-- Texto seleccionado --
Matías Acevedo
Investigador asociado CIES UDD
La Tercera
Sábado 28 de septiembre 2024
Por estos días, la atención estará centrada en el Presupuesto 2025, cuánto crecerá el gasto público y cuáles serán las áreas prioritarias. Lo cierto es que Presupuesto que entra, sale prácticamente igual del Parlamento. Lo único incierto es cuán largos y diversos serán los temas del “protocolo de acuerdo” que acompaña a su aprobación, que el año pasado incluyó temas tan diversos como “realizar una propuesta integral de protección de los ecosistemas marinos” (compromiso +18 de 50), relevante, por cierto, pero que nada tiene que ver con el Presupuesto de la Nación.
Probablemente, pasaremos un año más sin abordar con realismo la pregunta más relevante de cara al futuro de los programas sociales: ¿Qué legado fiscal queremos dejar a las futuras generaciones? Una preocupación que en papel pareciera ser técnica, pero que tiene un profundo sentido social, porque la oportunidad de sostener el financiamiento de los programas sociales depende única y exclusivamente de la capacidad del Estado de tener como contrapartida ingresos permanentes para financiarlos y no seguir recurriendo a la deuda pública.
Los gobiernos de la Concertación, junto con el primer gobierno del expresidente Piñera, le heredaron a una generación durante 25 años unas finanzas públicas ordenadas. En el gobierno del expresidente Lagos se introdujo la regla del superávit fiscal, que nos obligó a ahorrar en épocas de “vacas gordas” para hacer frente a dos crisis económicas, una social y el terremoto. La deuda neta hasta 2014 alcanzó apenas 22,3 puntos del PIB, los ahorros a11,3 puntos del PIB y el pago de intereses como proporción del gasto público era sólo de un 3%.
Gracias a esta disciplina, se pudieron financiar políticas sociales como el plan Auge de salud, el pilar solidario de pensiones que luego se transformó en la PGU, el programa Chile Solidario que luego extendió su alcance y cobertura, el posnatal de seis meses, sumado a un extenso programa de infraestructura pública que inició el expresidente Frei.
La realidad fiscal y económica hoy es distinta, con una deuda pública de 40 puntos del PIB, ahorros que no superan los 4 puntos del PIB y un déficit estructural que cede a duras penas, mientras el crecimiento potencial, que en el pasado era un aliado para la consolidación fiscal, hoy es un lastre.

-- Tarea A --
Indica si cada afirmación concuerda con la columna sobre el Presupuesto 2025 y responde sí o no, citando textualmente las palabras que lo deciden. (i) La regla del superávit fiscal se introdujo en el gobierno del expresidente Lagos. (ii) Hoy la deuda pública alcanza 22,3 puntos del PIB. (iii) El extenso programa de infraestructura pública lo inició el expresidente Piñera.
-- Tarea B --
Según la columna sobre el Presupuesto 2025, ¿qué proporción del gasto público representaba el pago de intereses hasta 2014?
-- Tarea C --
Prolonga la columna sobre el Presupuesto 2025 a partir de su último párrafo, con el mismo tono y tema.

-- Material proporcionado --
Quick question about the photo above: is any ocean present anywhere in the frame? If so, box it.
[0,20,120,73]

-- Respuesta A --
(i) Sí: «En el gobierno del expresidente Lagos se introdujo la regla del superávit fiscal».
(ii) No: «con una deuda pública de 40 puntos del PIB».
(iii) No: «un extenso programa de infraestructura pública que inició el expresidente Frei».

-- Respuesta B --
Solo un 3%.

-- Respuesta C --
La promesa de consolidación fiscal para estabilizar la deuda pública al 2028, debe ser técnica y políticamente factible de sostener en el mediano plazo, pero hoy no cumple ninguna de estas dos condiciones. Técnicamente, necesitamos que el balance estructural primario (ingresos menos gastos, antes de intereses de la deuda) se reduzca en 2,3 puntos del PIB durante los próximos 3 años. Las estadísticas del FMI nos indican que sólo 1 de 4 países de la muestra lo logra en ese período de tiempo. Y en materia política, este ajuste requiere que el gasto público, en promedio, crezca un 1,6% en los próximos cuatro años. Desde el retorno a la democracia nunca se ha presentado un proyecto de ley de Presupuestos al Parlamento donde el crecimiento del gasto sea cercano al 1,6%, siendo en promedio 3 veces superior.
¿No sería más razonable comprometernos con una consolidación fiscal que tenga un 80% de probabilidad de cumplirse, en lugar de sólo un 20%? Con una regla simple que nos permita retomar el superávit de balance estructural de antaño. Para lograrlo, necesitamos un acuerdo que nos saque de la coyuntura política y nos permita mirar a un horizonte de 8 años.
Nuestra experiencia reciente post pandemia nos enseña que es posible cumplir nuestros compromisos fiscales cuando vienen precedidos de un acuerdo técnico político transversal (acuerdo Covid, de junio de 2020). Así, nuestro país realizó en el gobierno anterior, en la Ley de Presupuestos 2022, el segundo ajuste fiscal más grande del mundo después de Noruega, el cual cumplió el gobierno actual.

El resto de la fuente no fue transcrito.